** Start of DOCUMENT PASSAGE **

And the conclusion I eventually came to was that Billie
Holiday is one of the most significant jazz artists who ever
lived, more significant by a thousandfold than many of the
mimetic artisan craftsmen whose nuances we all strove to
acquire as fashion changed, that she was one of the most
remarkable natural musicians jazz has seen, so natural in fact
that it is very doubtful whether she was ever fully aware of it,
and that in being obliged to use words at certain pitches in-
stead of just the pitches themselves, her unqualified artistic
triumph was all the more remarkable because it required her,
almost inadvertently, to prove the universality of jazz in a
way no instrumentalist could possibly have done.
The primary fact about the career of Billie Holiday is its
purity. This is a truth so obvious and so unconditional that it
often tends to be overlooked, or worse, taken for granted. It
is an astonishing truth when considered in the context of the
musical world in which Billie Holiday lived and worked.

** End of DOCUMENT PASSAGE **

#### GIVEN PROBLEM A:
Pull out every line of the records that contains the string "target", matching case.
The text and the records come from separate, unrelated sources.

** Start of GIVEN RECORDS **

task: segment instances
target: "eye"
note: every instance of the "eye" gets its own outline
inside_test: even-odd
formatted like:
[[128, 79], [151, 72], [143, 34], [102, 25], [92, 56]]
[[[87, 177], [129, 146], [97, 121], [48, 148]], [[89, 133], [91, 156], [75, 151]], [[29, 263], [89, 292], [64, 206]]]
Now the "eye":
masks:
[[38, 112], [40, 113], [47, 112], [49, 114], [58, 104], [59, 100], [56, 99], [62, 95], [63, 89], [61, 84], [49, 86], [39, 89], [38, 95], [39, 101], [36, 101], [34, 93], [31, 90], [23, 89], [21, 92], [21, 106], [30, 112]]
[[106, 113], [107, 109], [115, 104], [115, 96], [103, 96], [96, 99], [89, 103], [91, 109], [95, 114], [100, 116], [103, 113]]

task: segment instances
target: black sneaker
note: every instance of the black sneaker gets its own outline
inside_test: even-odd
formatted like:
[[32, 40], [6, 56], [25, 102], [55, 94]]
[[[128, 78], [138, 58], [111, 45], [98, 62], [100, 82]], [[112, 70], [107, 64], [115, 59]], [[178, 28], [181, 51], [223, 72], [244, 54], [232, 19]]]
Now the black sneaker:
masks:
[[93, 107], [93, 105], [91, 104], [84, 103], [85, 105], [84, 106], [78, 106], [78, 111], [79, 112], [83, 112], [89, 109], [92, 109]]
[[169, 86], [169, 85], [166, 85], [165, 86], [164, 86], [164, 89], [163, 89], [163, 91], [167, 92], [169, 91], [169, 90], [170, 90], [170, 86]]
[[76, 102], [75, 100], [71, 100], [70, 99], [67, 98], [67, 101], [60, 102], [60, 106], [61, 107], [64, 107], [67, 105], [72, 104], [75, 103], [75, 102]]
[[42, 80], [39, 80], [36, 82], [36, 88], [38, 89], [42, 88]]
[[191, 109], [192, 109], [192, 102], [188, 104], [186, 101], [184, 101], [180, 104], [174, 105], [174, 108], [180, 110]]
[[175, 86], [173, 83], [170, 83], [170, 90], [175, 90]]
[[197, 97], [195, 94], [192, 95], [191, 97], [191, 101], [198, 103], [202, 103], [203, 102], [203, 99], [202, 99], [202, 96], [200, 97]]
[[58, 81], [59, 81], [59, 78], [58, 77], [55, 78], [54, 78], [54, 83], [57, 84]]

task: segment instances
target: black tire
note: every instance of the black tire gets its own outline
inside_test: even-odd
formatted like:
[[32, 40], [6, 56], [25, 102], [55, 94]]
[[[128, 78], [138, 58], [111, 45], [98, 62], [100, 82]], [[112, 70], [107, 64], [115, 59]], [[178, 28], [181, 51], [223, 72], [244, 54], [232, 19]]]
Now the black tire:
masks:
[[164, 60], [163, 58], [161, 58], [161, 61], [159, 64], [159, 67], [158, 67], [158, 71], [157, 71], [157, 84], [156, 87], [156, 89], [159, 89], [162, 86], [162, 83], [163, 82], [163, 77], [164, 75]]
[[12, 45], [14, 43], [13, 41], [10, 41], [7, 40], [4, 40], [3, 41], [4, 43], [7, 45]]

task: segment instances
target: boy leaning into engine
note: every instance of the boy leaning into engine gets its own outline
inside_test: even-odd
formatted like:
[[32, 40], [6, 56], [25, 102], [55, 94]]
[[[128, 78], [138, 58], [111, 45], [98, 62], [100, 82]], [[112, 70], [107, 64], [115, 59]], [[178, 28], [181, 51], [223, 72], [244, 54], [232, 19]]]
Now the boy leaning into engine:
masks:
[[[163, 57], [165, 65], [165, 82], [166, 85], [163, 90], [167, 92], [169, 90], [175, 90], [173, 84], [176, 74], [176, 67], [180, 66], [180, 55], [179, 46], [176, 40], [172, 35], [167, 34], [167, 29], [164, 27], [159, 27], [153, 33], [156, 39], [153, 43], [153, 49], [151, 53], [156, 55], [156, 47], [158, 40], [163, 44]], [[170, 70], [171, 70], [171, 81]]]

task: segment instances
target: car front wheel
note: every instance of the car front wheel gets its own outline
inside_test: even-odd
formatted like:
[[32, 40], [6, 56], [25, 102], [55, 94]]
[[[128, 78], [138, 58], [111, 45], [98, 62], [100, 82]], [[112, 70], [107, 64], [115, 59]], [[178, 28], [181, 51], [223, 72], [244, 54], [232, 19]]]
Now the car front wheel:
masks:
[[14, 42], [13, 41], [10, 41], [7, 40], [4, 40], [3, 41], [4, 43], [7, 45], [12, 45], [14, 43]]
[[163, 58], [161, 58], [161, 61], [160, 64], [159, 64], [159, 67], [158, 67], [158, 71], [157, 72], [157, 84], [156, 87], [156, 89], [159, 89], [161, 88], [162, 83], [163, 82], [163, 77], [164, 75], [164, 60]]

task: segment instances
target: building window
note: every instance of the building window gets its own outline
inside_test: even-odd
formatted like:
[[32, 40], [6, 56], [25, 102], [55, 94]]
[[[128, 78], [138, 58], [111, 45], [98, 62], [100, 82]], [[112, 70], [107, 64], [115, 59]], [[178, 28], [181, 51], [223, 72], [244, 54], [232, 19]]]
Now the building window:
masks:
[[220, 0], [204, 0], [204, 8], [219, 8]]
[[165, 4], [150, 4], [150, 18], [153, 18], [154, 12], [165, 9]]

** End of GIVEN RECORDS **

#### GIVEN PROBLEM B:
Carry on the passage about Billie Holiday, picking up after its last sentence.

#### TASK OUTPUT A:
target: "eye"
target: black sneaker
target: black tire
target: boy leaning into engine
target: car front wheel
target: building window

#### TASK OUTPUT B:
For a woman to sing for nearly thirty years without once
bowing to the demands of the world of commercial music
surrounding her sounds literally impossible when we re-
member that most of her material was borrowed from that
very world, a world that has never regarded jazz as anything
much more than an undefended treasurehouse to be pillaged
at leisure, with vast sums of money to be made out of sickly,
bowdlerized versions.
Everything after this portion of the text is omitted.